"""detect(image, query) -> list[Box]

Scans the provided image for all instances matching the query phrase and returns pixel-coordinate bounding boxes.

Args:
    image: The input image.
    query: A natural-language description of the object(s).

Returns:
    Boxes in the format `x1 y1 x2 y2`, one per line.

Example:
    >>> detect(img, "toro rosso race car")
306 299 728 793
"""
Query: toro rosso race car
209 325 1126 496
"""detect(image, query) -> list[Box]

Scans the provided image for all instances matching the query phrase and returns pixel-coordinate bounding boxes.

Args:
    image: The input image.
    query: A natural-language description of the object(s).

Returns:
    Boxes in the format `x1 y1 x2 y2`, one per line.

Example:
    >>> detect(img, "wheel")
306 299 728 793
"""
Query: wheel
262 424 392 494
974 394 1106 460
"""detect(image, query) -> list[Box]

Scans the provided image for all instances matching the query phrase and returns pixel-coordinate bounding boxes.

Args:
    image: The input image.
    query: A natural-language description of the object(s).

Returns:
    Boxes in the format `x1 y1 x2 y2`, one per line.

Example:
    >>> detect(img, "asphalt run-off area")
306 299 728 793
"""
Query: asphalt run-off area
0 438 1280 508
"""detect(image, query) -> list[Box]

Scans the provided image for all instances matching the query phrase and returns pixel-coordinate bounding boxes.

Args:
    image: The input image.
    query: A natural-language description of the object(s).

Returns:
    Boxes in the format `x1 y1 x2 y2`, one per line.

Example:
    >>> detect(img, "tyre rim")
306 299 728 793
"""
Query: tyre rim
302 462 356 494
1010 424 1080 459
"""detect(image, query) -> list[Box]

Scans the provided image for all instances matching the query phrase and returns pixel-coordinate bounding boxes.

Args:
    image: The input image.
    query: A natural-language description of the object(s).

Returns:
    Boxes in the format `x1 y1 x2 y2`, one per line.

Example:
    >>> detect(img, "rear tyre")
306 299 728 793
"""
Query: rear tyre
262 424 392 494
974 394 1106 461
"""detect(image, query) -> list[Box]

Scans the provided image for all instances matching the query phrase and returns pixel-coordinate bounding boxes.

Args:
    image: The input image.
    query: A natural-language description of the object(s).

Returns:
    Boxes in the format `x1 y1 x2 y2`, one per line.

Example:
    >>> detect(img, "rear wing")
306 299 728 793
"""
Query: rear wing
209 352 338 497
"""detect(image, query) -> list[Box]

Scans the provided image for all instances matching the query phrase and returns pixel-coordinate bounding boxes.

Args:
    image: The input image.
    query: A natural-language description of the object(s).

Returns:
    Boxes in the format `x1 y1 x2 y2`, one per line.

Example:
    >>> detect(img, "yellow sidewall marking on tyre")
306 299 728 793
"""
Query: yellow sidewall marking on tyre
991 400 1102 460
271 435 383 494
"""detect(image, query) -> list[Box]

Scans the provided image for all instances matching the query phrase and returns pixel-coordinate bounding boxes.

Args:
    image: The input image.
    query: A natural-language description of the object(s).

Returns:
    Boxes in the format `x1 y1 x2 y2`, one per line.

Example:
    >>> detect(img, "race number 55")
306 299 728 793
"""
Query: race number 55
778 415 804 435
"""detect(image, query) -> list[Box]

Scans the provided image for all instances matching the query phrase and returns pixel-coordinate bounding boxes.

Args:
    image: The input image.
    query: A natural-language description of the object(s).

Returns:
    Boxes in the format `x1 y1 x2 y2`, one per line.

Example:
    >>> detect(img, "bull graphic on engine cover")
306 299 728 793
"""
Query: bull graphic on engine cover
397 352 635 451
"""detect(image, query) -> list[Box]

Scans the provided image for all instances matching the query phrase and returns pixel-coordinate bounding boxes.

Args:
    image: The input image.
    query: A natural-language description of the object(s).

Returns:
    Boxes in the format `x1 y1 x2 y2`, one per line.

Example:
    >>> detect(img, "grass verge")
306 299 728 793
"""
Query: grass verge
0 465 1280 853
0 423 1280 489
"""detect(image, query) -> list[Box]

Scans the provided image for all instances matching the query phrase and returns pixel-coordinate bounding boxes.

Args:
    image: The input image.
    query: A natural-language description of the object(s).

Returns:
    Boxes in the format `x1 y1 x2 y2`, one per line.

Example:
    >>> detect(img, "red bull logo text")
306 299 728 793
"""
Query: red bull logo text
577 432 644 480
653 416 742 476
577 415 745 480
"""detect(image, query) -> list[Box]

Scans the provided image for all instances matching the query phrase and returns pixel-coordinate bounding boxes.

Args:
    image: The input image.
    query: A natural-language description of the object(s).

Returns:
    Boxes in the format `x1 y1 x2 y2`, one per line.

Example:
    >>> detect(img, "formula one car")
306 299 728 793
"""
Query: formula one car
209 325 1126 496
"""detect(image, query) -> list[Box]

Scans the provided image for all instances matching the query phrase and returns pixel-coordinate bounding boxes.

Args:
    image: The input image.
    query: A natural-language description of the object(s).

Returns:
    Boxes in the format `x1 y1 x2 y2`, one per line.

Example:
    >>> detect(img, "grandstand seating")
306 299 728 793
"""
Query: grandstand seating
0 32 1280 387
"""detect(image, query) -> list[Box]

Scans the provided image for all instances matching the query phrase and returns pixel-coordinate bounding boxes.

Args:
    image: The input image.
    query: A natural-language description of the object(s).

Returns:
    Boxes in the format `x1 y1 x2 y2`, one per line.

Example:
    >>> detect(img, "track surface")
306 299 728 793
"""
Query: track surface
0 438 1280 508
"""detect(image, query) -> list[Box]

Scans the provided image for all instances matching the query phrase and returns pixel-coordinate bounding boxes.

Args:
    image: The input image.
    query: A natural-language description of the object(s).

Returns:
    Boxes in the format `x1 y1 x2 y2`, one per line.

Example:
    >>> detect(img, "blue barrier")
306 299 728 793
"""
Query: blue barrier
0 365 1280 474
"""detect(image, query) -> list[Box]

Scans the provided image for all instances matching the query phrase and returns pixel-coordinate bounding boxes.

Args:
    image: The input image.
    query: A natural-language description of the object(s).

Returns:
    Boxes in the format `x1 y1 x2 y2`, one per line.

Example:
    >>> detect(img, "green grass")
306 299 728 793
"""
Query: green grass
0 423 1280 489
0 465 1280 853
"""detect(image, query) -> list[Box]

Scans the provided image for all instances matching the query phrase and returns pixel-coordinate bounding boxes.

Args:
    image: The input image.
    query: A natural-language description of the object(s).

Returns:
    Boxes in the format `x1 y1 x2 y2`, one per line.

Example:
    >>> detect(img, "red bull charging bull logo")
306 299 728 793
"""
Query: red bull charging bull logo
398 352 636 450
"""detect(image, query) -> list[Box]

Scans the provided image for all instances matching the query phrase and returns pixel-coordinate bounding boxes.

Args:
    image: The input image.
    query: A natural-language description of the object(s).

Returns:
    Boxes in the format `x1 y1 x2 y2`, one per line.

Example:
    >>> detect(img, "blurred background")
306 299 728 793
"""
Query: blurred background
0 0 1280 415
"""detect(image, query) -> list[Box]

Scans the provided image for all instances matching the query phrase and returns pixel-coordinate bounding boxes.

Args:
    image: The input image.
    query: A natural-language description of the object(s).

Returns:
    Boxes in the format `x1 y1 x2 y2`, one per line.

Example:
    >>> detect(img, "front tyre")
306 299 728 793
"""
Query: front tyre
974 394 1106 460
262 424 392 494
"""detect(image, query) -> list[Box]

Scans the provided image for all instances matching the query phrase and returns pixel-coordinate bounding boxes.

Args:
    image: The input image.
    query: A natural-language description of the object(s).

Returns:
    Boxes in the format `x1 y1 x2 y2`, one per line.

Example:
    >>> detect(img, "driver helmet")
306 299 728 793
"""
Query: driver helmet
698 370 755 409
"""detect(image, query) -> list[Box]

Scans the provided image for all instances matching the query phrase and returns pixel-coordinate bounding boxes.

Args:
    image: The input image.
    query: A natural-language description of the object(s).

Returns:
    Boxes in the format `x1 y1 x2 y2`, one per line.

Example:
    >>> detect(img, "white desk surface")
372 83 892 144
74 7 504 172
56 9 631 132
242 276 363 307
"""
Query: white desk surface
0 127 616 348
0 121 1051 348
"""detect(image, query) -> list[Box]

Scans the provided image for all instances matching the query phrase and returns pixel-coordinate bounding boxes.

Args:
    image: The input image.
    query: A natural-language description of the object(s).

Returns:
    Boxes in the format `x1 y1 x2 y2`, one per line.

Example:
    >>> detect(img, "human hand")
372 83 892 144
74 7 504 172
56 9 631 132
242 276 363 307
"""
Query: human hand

▸ WRITTEN INSTRUCTION
Pull out each line in the rows above that contains the word "grass", copying every such line in full.

▸ EXPECTED OUTPUT
    >>> detect(img, "grass verge")
Query: grass verge
    >>> detect(img, "green grass")
Query: green grass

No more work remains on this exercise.